Point annotation records:
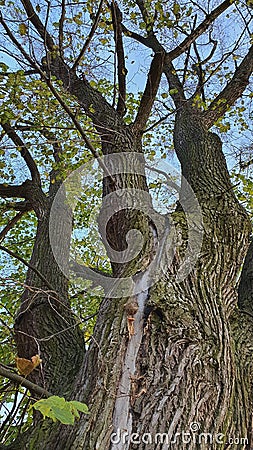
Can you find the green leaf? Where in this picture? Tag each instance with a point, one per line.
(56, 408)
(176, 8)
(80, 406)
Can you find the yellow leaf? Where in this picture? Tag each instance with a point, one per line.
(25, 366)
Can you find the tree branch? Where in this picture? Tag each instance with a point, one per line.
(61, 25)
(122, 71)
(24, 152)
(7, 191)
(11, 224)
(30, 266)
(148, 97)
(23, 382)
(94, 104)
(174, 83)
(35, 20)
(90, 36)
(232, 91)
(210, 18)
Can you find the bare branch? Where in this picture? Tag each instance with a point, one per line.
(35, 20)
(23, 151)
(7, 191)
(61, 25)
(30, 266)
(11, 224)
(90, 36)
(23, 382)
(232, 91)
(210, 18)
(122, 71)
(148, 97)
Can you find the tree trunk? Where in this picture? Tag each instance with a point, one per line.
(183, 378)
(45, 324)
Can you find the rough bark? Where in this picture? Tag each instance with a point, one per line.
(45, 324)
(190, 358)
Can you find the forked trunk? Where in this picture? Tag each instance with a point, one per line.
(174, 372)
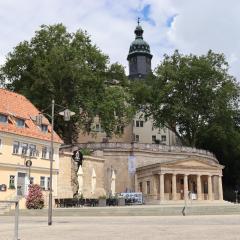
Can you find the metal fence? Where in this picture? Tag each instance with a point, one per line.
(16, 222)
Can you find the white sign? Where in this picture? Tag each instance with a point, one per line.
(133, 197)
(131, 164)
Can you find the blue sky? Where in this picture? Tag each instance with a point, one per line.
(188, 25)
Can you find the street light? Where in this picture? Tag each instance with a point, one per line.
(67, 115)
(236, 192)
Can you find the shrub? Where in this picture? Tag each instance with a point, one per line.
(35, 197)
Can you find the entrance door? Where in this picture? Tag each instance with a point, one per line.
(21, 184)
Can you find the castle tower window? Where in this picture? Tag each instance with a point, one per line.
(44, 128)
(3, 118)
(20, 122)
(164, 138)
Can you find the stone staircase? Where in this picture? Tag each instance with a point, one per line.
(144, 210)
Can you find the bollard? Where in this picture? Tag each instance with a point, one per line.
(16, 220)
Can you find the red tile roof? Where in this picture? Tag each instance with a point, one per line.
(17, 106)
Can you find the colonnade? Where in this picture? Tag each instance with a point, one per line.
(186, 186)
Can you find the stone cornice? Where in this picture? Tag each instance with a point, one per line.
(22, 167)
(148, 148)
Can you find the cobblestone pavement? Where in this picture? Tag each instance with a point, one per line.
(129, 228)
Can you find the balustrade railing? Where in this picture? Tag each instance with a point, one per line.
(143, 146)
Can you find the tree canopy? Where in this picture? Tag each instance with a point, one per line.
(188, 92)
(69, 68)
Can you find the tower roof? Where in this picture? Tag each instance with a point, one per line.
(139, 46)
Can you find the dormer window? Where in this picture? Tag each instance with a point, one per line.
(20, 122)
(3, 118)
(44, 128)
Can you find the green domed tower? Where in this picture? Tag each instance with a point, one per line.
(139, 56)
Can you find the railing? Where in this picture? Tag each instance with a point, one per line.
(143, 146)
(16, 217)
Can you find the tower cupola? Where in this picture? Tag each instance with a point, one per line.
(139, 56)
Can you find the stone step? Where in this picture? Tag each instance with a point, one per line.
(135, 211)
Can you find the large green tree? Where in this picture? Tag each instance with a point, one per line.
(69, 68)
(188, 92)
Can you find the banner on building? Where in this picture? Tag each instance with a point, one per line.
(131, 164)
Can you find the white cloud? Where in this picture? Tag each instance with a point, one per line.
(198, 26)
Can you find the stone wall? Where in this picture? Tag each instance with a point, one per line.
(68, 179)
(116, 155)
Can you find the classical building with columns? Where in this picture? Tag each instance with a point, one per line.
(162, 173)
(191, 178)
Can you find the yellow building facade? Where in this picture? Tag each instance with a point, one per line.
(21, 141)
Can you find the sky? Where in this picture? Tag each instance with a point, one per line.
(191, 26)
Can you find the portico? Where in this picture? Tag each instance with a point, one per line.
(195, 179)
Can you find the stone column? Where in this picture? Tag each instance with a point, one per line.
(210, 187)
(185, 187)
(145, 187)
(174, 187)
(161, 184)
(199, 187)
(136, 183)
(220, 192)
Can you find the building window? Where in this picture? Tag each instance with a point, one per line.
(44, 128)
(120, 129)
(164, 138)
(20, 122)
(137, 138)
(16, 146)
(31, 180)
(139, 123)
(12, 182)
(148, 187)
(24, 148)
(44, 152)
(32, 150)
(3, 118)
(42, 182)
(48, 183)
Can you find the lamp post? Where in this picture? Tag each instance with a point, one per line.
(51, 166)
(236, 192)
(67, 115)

What to do | Retype all of the material above exactly as it stands, line for line, but leave out the pictures.

Answer in full |
Can you find the green leaf? Where in this picture? Tag each instance with a point, one per line.
(56, 408)
(176, 8)
(80, 406)
Can you find the yellow leaf? Where in this picture? Tag each instance with a point, one per line.
(25, 366)
Can you find the tree branch? Where in this picture? Tag each instance with a point, one per line.
(61, 25)
(122, 71)
(24, 152)
(7, 191)
(11, 224)
(30, 266)
(148, 97)
(23, 382)
(94, 104)
(174, 83)
(35, 20)
(90, 36)
(232, 91)
(210, 18)
Can you find the bare branch? Where in this picture? Tag each instance with a point, one per line.
(35, 20)
(23, 151)
(7, 191)
(61, 25)
(30, 266)
(11, 224)
(90, 36)
(23, 382)
(232, 91)
(210, 18)
(122, 71)
(148, 97)
Can you find the tree trunk? Where in this picture? Tag each instance with a point, one per line.
(183, 378)
(45, 324)
Can you find the rough bark? Where in this picture? Tag each instance with a point, one per line.
(45, 324)
(190, 358)
Can you find the forked trunk? Where in this picture? Tag each instance with a point, one per line.
(174, 372)
Can you find the metal fence? Where in this picture? Tag each instance with a point, one per line.
(16, 222)
Can you find the white sign? Where in this picture? Tag each instance with a point, one per line.
(133, 197)
(131, 164)
Can you find the blue sky? Where in this picture? Tag each instance with a point, one per line.
(188, 25)
Can you find the street light? Where in this picture? Tag each instance with a point, one per line.
(67, 115)
(236, 192)
Can you find the shrub? Where in this picture? Tag each instance with a point, one per line.
(35, 197)
Can you find the entrance door? Where in this picture? Tag each instance with a point, one per line.
(21, 184)
Can you find the castle tower window? Where in this picture? Tag each instance with a point, one per line.
(44, 128)
(3, 118)
(20, 122)
(164, 138)
Can you find the stone staircase? Where in this picture? Tag each instance with a point, one per line.
(144, 210)
Can you find the bollard? Where in this picture? Tag each instance with a point, one per line.
(16, 220)
Can you find the red tile roof? Where in this picture? Tag each instance with a point, one per line.
(17, 106)
Can you find the colonnade? Where in this picture? Tag each instance with a point, one per line.
(186, 186)
Can you find the stone cornice? Where in this picture? Tag each instance with a point, one per line.
(22, 167)
(148, 148)
Can you find the cobblestone pavement? Where in this picture? Tag each instance with a point, one per line.
(129, 228)
Can you find the balustrade railing? Where in this picture? Tag each instance with a point, one per line.
(143, 146)
Can you find the tree canopy? Where in this picture? Tag each instance with a point, one per line.
(188, 92)
(69, 68)
Can you find the tower roof? Where in this picture? Tag each instance with a point, one per line.
(139, 46)
Can you find the dormer window? Where in this picture? Tag each instance with a point, one per line.
(20, 122)
(3, 118)
(44, 128)
Can you find the green domed tower? Where in this picture? Tag each instance with a point, one per line.
(139, 56)
Can you find the railing? Where in this picture? Tag each instance with a point, one per line.
(143, 146)
(16, 217)
Can you find the tower cupola? Where in this picture? Tag each instance with a point, one per line.
(139, 56)
Can you find the stone step? Where in this picture? Tag each instance with a point, one per line.
(135, 211)
Can you find the large green tree? Where in this picture? Tag each instance with a point, one per line.
(69, 68)
(188, 92)
Can you find the banner on building? Where in this picture? Tag each instance with a point, one per line.
(131, 164)
Can you find the white cloud? Where in this picture? Tag each instance with a point, one per line.
(198, 26)
Can you find the stone wall? Where in this picture? Tag each instance with a point, one per line.
(68, 179)
(116, 155)
Can you find the classical building with columns? Where in this picture? Tag each instance with a point, one per line.
(162, 173)
(191, 178)
Can you find the yellow building facade? Where in this picture? Tag each instance with a point, one per line.
(21, 141)
Can you find the sky? Where in this picture? Tag each instance with a point, one per line.
(191, 26)
Can you find the portico? Where in this picture? Tag each instance with a point, one per line.
(195, 179)
Can you find the stone column? Where in this picture? Tag each instance with a point, one per line.
(210, 187)
(185, 187)
(145, 187)
(174, 187)
(161, 184)
(199, 187)
(136, 183)
(220, 192)
Can you find the building window? Where in this picture? Tag each instance with a point, one per line.
(44, 128)
(120, 129)
(164, 138)
(20, 122)
(137, 138)
(16, 146)
(31, 180)
(139, 123)
(12, 182)
(148, 187)
(24, 148)
(44, 152)
(32, 150)
(3, 118)
(42, 182)
(48, 183)
Can you find the lamp post? Where in this picture? Tag each instance with a point, one per line.
(51, 166)
(236, 192)
(67, 115)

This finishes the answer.